* [Records for processing]
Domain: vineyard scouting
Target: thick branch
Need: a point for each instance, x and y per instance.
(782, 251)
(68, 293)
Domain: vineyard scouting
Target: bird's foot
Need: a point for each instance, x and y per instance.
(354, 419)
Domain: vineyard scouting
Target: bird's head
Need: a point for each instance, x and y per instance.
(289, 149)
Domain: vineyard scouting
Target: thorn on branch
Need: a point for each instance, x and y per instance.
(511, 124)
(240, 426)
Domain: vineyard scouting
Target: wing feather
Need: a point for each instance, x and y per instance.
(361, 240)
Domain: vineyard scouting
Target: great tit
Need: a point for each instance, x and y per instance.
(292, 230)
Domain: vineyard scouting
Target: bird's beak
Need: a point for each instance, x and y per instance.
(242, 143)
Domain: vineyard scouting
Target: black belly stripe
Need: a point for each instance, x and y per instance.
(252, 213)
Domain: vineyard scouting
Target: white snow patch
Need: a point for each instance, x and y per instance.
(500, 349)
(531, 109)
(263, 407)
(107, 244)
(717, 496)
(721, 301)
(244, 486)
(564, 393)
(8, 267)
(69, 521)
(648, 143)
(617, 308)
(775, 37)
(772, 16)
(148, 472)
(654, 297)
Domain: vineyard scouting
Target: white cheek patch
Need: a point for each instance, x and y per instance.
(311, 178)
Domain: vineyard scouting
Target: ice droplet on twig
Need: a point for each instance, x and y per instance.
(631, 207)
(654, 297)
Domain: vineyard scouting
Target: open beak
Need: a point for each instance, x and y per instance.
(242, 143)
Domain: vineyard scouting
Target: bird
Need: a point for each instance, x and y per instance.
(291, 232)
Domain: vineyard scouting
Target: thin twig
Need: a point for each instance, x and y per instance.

* [Problem statement]
Return every line of the listing above that contains the word "bird", matching case exactly.

* [Solution to the exercise]
Target: bird's foot
Target: bird's head
Target: bird's beak
Target: bird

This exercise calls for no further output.